EXTRACTED TEXT:

────────

YSH vs. Shell Idioms

This is an informal, lightly-organized list of recommended idioms for the YSH language. Each section has snippets labeled No and Yes.

Table of Contents
Use Simple Word Evaluation to Avoid "Quoting Hell"
Substitute Variables
Splice Arrays
Explicitly Split, Glob, and Omit Empty Args
Iterate a Number of Times (Split Command Sub)
Avoid Ad Hoc Parsing and Splitting
More Strategies For Structured Data
The write Builtin Is Simpler Than printf and echo
Write an Arbitrary Line
Write Without a Newline
Write an Array of Lines
New Long Flags on the read builtin
Read a Line
Read a Whole File
Read Lines of a File
Read a Number of Bytes
Read Until \0 (consume find -print0)
YSH Enhancements to Builtins
Use shopt Instead of set
Use : When Mentioning Variable Names
Consider Using --long-flags
Use Blocks to Save and Restore Context
Do Something In Another Directory
Batch I/O
Temporarily Set Shell Options
Use the forkwait builtin for Subshells, not ()

────────

EXERCISES:
1. Answer these from the YSH idioms list:
(a) What labels are used for the snippets in each section?
(b) What should be used instead of set?
(c) Which builtin is recommended for subshells in place of ()?
2. Decide whether each statement agrees with the YSH idioms list. Give yes or no with the exact deciding words.
(a) The list is described as formal and tightly organized.
(b) The write builtin is called simpler than printf and echo.
(c) The list advises using : when mentioning variable names.
3. Carry on the YSH idioms list past its final heading.

────────

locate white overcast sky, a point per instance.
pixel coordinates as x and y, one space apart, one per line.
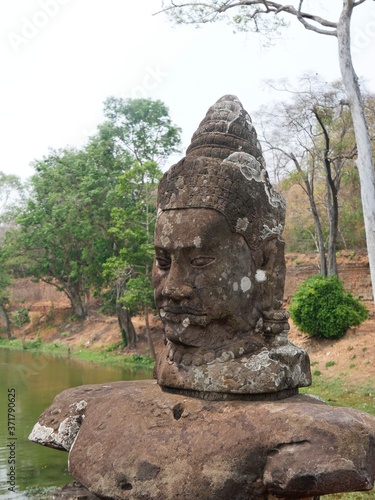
61 58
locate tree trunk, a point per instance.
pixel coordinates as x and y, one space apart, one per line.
320 239
148 334
5 318
333 211
127 328
364 162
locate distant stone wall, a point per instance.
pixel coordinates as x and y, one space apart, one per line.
355 276
26 292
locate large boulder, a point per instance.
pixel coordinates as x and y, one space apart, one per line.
132 440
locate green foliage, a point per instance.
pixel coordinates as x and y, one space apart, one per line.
94 208
321 308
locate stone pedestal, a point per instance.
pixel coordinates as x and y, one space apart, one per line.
132 440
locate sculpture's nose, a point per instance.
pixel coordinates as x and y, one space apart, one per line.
177 286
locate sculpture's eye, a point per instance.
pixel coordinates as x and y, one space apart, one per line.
163 261
202 261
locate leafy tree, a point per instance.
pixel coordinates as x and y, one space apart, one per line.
11 190
254 15
143 129
62 229
312 138
5 280
321 308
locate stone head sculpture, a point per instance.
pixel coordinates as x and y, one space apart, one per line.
219 268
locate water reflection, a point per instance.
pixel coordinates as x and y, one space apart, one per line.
37 378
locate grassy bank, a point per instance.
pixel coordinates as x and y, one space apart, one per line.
337 392
111 355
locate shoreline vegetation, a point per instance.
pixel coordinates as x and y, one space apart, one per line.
333 391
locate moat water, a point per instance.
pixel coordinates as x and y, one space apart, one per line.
29 381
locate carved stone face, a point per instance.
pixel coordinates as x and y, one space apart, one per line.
206 279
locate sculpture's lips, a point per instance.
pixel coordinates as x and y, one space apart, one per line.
186 317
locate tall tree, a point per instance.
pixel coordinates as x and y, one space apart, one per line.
142 129
11 191
253 15
312 136
62 228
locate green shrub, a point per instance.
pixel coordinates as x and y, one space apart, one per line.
321 308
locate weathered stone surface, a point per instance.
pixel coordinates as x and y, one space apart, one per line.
136 441
219 268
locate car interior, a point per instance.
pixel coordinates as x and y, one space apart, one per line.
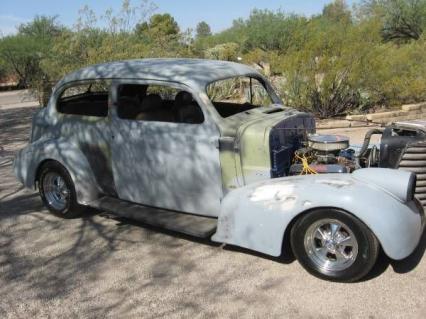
87 103
156 103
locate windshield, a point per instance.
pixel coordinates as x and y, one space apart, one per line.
238 94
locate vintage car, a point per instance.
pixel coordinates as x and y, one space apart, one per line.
207 148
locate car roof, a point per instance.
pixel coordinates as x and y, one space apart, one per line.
192 72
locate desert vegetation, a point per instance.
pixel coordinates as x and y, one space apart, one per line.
344 60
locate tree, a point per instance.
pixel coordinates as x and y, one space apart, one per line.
22 55
203 30
41 27
158 25
337 11
404 19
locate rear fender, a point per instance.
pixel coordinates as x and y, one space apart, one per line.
257 216
28 161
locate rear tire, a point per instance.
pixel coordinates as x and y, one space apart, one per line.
334 245
58 192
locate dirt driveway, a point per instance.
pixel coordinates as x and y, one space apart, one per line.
99 267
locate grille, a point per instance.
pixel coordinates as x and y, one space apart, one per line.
414 160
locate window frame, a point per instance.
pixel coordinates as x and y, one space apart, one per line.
58 93
275 99
176 85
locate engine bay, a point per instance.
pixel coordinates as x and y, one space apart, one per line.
402 146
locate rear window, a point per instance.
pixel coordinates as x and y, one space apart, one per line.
238 94
88 99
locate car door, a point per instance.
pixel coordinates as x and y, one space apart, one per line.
81 108
157 159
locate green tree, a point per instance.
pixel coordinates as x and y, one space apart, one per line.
159 25
41 27
337 11
404 19
203 30
22 54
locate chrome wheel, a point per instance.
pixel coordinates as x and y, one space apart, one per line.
331 245
56 191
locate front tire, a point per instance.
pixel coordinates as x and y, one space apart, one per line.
58 192
334 245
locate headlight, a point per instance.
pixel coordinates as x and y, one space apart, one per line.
399 183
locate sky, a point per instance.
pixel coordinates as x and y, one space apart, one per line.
219 14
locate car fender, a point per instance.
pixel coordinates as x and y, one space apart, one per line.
28 161
257 216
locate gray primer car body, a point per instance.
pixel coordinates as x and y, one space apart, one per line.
219 168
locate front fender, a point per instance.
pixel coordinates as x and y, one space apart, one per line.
257 216
29 159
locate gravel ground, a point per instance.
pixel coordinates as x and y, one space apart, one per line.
98 266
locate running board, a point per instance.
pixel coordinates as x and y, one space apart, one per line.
193 225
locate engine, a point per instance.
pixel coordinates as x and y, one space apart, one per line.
402 146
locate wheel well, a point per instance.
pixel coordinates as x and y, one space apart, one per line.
286 247
39 169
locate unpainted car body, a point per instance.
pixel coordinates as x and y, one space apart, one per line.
220 167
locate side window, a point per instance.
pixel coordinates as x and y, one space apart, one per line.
157 103
88 99
238 94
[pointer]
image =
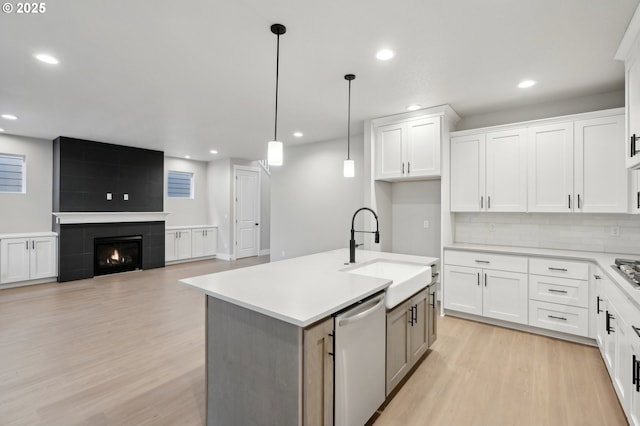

────────

SET OF ANSWERS:
1.
(a) No and Yes.
(b) shopt.
(c) forkwait.

2.
(a) No: "This is an informal, lightly-organized list"
(b) Yes: "The write Builtin Is Simpler Than printf and echo"
(c) Yes: "Use : When Mentioning Variable Names"

3.
Use the fork builtin for async, not &
Use Procs (Better Shell Functions)
Use Named Parameters Instead of $1, $2, ...
Use Named Varargs Instead of "$@"
Use "Out Params" instead of declare -n
Note: Procs Don't Mess With Their Callers
Use Modules
Relative Imports
Include Guards
Taskfile Pattern
Error Handling
Don't Use && Outside of if / while
Ignore an Error
Retrieve A Command's Status When errexit is On
Does a Builtin Or External Command Succeed?
Does a Function Succeed?
Does a Pipeline Succeed?
Does a Command With Process Subs Succeed?
Handle Errors in YSH Expressions
Test Boolean Statuses, like grep, diff, test
Use YSH Expressions, Initializations, and Assignments (var, setvar)
Initialize and Assign Strings and Integers
Expressions on Integers
Mutate Integers
Initialize and Assign Arrays
Initialize and Assign Dicts
Get Values From Arrays and Dicts
Conditions and Comparisons
Substituting Expressions in Words
Use Egg Expressions instead of Regexes
Test for a Match
Extract Submatches
Glob Matching
TODO
Distinguish Between Variables and Functions
Related Documents

Use Simple Word Evaluation to Avoid "Quoting Hell"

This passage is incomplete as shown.